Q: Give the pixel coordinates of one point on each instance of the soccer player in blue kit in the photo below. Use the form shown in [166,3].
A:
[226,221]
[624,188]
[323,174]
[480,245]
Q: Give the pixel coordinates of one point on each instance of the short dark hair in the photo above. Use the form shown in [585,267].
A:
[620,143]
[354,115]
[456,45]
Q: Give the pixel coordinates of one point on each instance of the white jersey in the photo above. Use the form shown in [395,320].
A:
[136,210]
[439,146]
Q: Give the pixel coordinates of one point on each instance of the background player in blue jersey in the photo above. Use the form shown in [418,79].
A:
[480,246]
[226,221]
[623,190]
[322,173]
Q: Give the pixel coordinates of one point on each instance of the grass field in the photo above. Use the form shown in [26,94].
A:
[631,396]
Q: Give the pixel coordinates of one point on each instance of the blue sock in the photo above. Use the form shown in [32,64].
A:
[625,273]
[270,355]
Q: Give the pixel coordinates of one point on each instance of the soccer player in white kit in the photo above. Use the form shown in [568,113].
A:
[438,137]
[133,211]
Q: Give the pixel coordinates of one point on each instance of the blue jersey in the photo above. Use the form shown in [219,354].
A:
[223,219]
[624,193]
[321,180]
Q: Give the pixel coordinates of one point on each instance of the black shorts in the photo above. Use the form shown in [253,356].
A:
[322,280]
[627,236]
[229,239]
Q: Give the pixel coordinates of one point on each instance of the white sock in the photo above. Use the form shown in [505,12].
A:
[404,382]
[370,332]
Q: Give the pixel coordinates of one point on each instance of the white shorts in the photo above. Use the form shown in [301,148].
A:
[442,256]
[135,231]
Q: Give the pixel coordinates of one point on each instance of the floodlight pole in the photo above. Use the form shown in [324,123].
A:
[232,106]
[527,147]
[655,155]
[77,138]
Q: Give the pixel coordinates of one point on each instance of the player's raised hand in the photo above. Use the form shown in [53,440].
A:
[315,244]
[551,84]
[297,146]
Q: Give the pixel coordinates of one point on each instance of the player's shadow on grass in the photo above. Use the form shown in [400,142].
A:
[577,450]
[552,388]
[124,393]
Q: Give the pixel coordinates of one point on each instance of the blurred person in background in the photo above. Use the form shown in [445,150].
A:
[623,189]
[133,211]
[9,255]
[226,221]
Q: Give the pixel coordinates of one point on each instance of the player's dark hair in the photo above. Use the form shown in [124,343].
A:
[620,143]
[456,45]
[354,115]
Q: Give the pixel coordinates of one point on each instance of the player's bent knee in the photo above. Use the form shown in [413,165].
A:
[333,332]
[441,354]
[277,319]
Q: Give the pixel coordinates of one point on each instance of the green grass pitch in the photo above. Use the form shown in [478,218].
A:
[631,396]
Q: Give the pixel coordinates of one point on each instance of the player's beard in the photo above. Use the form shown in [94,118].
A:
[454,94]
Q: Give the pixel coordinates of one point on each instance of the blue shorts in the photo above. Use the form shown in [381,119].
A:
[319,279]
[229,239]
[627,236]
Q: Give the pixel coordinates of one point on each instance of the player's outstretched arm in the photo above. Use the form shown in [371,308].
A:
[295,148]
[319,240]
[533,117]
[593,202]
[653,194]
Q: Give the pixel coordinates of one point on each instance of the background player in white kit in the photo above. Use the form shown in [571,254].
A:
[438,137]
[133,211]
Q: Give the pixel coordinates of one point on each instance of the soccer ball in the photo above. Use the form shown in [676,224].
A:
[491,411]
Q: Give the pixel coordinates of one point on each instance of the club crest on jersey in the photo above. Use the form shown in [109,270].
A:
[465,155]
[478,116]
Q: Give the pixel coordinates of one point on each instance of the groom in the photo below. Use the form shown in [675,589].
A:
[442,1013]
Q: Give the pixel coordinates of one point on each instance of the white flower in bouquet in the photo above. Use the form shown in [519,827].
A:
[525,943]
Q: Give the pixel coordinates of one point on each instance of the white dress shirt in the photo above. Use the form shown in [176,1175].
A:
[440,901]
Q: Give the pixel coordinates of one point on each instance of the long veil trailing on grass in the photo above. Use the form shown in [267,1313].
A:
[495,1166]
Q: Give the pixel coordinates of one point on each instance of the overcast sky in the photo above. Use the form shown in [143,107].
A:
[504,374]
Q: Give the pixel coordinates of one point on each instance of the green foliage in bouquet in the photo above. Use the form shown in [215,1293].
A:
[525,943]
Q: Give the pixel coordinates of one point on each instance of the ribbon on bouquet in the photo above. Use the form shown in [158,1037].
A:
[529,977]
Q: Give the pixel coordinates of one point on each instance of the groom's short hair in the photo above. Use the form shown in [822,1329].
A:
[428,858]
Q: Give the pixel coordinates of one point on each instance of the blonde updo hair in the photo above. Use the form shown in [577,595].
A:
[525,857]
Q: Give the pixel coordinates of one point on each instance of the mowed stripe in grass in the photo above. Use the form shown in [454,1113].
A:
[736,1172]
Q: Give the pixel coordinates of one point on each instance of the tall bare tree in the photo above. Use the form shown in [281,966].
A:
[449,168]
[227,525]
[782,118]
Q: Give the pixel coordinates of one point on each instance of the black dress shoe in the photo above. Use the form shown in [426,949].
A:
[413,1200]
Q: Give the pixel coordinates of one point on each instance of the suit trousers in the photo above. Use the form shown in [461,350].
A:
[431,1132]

--*--

Return the whole listing exactly.

Q: Give the pixel coordinates of one point on each instance of the soccer player in blue kit in the photo below. Use the form shown in [166,3].
A:
[226,221]
[624,188]
[323,174]
[480,245]
Q: Give the pixel coordinates of one point on each instance of the short dark hair in the photo above. Use the form shown in [585,267].
A:
[620,143]
[354,115]
[456,45]
Q: Give the pixel coordinates of one point on each instance of the white jersey in the photo above. Use the form shown in [395,320].
A:
[136,210]
[439,146]
Q: Give the pixel coordinates of one point on each instance of the background player in blue jersey in the photo above. Use the form shown in [418,79].
A:
[480,246]
[226,221]
[623,190]
[322,173]
Q: Give the pixel coordinates of one point on each instance of the grass field in the photo above. Use the form shown in [26,94].
A:
[631,396]
Q: Give the pixel coordinates of one point on each instance of the blue sock in the photo above. Use the form shown in [32,64].
A:
[625,273]
[270,355]
Q: Give the pixel coordinates of one point on each instance of the soccer player in white kit in the photo above. Use the form shown in [568,113].
A:
[438,137]
[133,211]
Q: Give the pixel coordinates of one point on each instance of the blue jersey in the photo above. Use the form shown in [219,354].
A:
[223,219]
[624,193]
[321,180]
Q: Give the pixel coordinates of one point on each instance of the black shorts in the photo above. Use the form shown in [253,356].
A:
[322,280]
[627,236]
[229,239]
Q: Give the pixel coordinates of one point on each instance of the white sock in the photo above. Use the form shown in [505,12].
A:
[404,382]
[370,332]
Q: Give the pixel coordinates of one point on each instance of the white shorts in the photo above. Use the form shown in [301,148].
A:
[442,256]
[135,231]
Q: Give the pixel coordinates of one point on each instance of the floodlight pole in the photo above. Use the form shown in [324,123].
A:
[232,106]
[527,147]
[655,155]
[77,138]
Q: Give the pixel coordinates of one point on each instance of the player's raised hand in the photo above. Use the form shown in [53,440].
A:
[315,244]
[551,84]
[297,146]
Q: Give the pixel coordinates of one point on each instance of the player's shadow on grass in the photo above. Use the form shown in [400,142].
A:
[577,450]
[552,388]
[124,393]
Q: Give the pixel coordinates of one point on each instance of the blurred person in background in the photo above. Use the form shown in [445,150].
A:
[623,189]
[133,211]
[9,255]
[226,221]
Q: Give the pixel coordinates of one point on each instance of the player's dark hair in the photo above. Use the form shown in [124,343].
A:
[620,143]
[456,45]
[354,115]
Q: Give the pixel coordinates of one point on each instance of the player's bent knee in the photo above. Use the form shown in [413,165].
A:
[333,332]
[441,354]
[277,319]
Q: Give the pixel coordinates of one point on each instance of the green grass pitch in the photo above. Use the form shown in [478,218].
A:
[631,396]
Q: Give the pixel coordinates of one point on each instance of the player's beard in the photo above. Use the form shown in [94,118].
A:
[454,94]
Q: Give the pixel coordinates of one point on each instance of the blue shorts in the photo above. Use the form shown in [381,119].
A:
[319,279]
[229,239]
[627,236]
Q: Give the pixel coordinates of one point on each instance of the player's outstretched arm in the photo above. Use the form shown in [371,308].
A:
[295,148]
[319,240]
[533,117]
[593,202]
[653,194]
Q: Give the pixel coordinates of one point on each instance of the background player in white kit in the photo above. Use the form shown in [571,254].
A:
[438,137]
[133,211]
Q: Give the pixel coordinates of one point on each instance of the soccer ball in the photo above. Use the form shown in [676,224].
A:
[491,411]
Q: Give the pixel coordinates of one point on each instance of the club crest on jersey in the photo above. Use the form shown in [109,270].
A:
[465,155]
[478,116]
Q: Give the pixel coordinates of one point on each instance of the groom in the photo below. Use the form shown in [675,589].
A:
[442,1013]
Q: Give the pixel coordinates of one point on each instance of the white flower in bouquet in the photo above. Use the form shown in [519,827].
A:
[525,943]
Q: Give the pixel coordinates of one point on each instance of the white dress shirt in the photo above. Use the form shown in [176,1175].
A:
[440,901]
Q: Give the pixel coordinates of one point on each instance of the long veil trailing on grass in the photo above. Use the form shown in [267,1313].
A:
[495,1166]
Q: Give the pixel coordinates of one point on each instance of the overcast sky in the photo above. Use the form shown in [143,107].
A:
[504,374]
Q: Give the pixel coordinates of one point on each instance of the green foliage in bouquet in the photo above. Use the form shown in [215,1293].
A:
[525,943]
Q: Give the pixel coordinates of one point on each instance of the ribbon on bouquet in the photo above. Use the form shown in [158,1037].
A:
[529,977]
Q: Give the pixel coordinates of one point on each instance of the groom's short hair in the photo above. Use the form shown in [822,1329].
A:
[428,858]
Q: Give the pixel coordinates of one point on each instance of the blonde updo hair in the photo above. Use the form shown in [577,595].
A:
[525,857]
Q: Give the pixel coordinates of one point on each instance of the mowed stripe in grass in the photo above. Use the form shown in [454,1113].
A:
[736,1172]
Q: Give the pixel coordinates of one point on each instance of the tall bare tree in the photo above. Use the form shown in [281,966].
A:
[449,168]
[227,525]
[782,118]
Q: Give the pixel coordinates of one point on each instance of the black dress shoe in the photo above. Use the form shown in [426,949].
A:
[413,1200]
Q: Give the pixel coordinates of one point on each instance of the suit trousers in the photo above. Use the form shown in [461,350].
A:
[431,1132]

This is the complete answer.